*** Block opens ***

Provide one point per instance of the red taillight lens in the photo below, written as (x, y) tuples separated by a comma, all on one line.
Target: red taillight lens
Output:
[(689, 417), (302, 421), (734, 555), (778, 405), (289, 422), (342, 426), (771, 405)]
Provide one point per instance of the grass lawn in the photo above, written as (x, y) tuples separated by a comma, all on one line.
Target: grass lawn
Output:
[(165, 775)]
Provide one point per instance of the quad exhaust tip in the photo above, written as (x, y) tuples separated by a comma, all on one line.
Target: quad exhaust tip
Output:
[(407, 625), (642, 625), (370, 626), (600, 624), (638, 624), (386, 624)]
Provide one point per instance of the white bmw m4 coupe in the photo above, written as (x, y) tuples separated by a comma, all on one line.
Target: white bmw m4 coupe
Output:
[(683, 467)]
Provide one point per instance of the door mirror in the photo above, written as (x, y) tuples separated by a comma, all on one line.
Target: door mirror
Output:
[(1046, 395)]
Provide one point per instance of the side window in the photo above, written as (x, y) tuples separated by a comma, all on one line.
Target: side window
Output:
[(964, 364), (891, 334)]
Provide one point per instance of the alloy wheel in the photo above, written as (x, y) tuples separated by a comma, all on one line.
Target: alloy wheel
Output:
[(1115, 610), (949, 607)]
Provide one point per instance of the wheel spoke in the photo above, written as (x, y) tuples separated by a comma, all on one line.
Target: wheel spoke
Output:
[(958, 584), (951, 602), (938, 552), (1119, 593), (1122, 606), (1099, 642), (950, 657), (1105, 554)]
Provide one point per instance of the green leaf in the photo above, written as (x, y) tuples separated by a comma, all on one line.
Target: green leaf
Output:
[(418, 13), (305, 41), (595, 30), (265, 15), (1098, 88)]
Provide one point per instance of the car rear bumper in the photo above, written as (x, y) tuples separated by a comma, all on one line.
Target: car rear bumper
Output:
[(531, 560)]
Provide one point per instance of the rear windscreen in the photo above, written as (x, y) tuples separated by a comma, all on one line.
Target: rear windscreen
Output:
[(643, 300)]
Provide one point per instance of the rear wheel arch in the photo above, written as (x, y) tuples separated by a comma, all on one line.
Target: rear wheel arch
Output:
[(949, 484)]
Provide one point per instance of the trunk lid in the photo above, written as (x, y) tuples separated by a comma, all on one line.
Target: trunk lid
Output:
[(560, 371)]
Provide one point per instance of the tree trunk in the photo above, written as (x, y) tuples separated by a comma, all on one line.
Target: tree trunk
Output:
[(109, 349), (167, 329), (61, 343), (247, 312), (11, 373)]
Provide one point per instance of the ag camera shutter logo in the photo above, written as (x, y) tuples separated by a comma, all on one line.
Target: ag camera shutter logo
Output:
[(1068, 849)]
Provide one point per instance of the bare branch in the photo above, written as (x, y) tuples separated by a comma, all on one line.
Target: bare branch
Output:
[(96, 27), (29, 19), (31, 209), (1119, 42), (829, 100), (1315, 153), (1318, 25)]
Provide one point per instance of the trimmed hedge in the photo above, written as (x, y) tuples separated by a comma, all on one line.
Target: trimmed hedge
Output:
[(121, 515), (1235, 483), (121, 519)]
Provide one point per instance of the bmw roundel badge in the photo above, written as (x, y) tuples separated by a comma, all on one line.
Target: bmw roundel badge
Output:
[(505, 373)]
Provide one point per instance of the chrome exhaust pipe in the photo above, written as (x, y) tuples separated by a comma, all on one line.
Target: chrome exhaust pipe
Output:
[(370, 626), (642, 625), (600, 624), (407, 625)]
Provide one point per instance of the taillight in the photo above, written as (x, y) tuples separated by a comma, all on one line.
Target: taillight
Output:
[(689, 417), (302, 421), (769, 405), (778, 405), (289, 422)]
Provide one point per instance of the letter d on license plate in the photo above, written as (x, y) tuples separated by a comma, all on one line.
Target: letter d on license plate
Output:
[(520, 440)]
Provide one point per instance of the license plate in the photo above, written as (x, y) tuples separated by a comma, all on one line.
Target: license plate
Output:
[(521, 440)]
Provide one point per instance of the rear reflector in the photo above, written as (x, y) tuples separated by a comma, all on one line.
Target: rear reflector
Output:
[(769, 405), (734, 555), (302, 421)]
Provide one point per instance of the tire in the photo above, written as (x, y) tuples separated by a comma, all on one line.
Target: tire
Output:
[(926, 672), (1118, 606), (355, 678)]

*** Block closes ***

◆ WHAT THE TASK REQUIRES: With the line containing "Target: green leaf" as the last one, please set down exactly the lines of the records above from their very first line, and nothing more.

◆ ANSWER TO THIS PROBLEM:
Provide one point per instance of the red taillight lens in the photo below, written as (x, y) tuples separated by a comma, all on one line.
Target: red taillight lens
Output:
[(689, 417), (302, 421), (734, 555), (778, 405), (289, 422), (342, 426), (771, 405)]
Provide one point per instance of the grass lawn in the photo above, written as (x, y) tuples separated by a comma, all on one line.
Target: grass lawn
Output:
[(165, 775)]
Provide one point per instance of the quad exhaust tip in the photo above, written as (x, y) tuples separated by a comma, all on one line.
Target: quad exhaust tip
Output:
[(407, 625), (642, 625), (370, 626), (600, 624), (638, 624), (386, 624)]
Provide one point per instance of the white bmw m4 coupe in the photo above, written as (x, y) tuples separated by a comma, all on one line.
Target: white bmw m4 coupe
Output:
[(683, 467)]
Provide one point per instance of the door mirror in the photo above, written as (x, y) tuples separated by a comma, all on one line.
Target: door mirror
Output:
[(1046, 395)]
Provide one point per instance of the side window in the photo above, written as (x, y) tuples separated by a comma, all on one line.
Target: side window
Output:
[(964, 364), (891, 334)]
Provide one point per instance of the alloy wheel in the photo above, written as (x, y) tuples separated by a comma, all on one line.
Target: alloy wheel
Output:
[(1115, 610), (949, 607)]
Provide one point per instance of the wheel spoke in the photo above, written as (x, y) tuples separated by a comma, all on one line.
Target: wheel spoke
Output:
[(958, 584), (951, 602), (938, 552), (1119, 593), (1122, 606), (1099, 642), (950, 657), (1105, 554)]
Provide one point per instance of the green leaf in the photo above, written as (x, y) tuples separated by a comma, all on one line.
Target: green leaf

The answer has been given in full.